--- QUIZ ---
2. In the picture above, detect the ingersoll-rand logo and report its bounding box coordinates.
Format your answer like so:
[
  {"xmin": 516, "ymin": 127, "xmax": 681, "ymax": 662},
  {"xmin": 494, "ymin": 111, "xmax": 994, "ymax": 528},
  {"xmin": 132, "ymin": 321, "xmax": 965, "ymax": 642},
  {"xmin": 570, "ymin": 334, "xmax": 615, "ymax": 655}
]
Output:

### Stated goal
Rewrite the rows above, replacing every occurrence of "logo" with "emblem" and leaving everything else unchanged.

### Response to this task
--- QUIZ ---
2. In the picture above, detect the ingersoll-rand emblem and report its bounding box coordinates.
Format your answer like so:
[
  {"xmin": 516, "ymin": 127, "xmax": 681, "ymax": 662},
  {"xmin": 494, "ymin": 111, "xmax": 994, "ymax": 528},
  {"xmin": 132, "ymin": 321, "xmax": 965, "ymax": 642},
  {"xmin": 570, "ymin": 334, "xmax": 615, "ymax": 655}
]
Output:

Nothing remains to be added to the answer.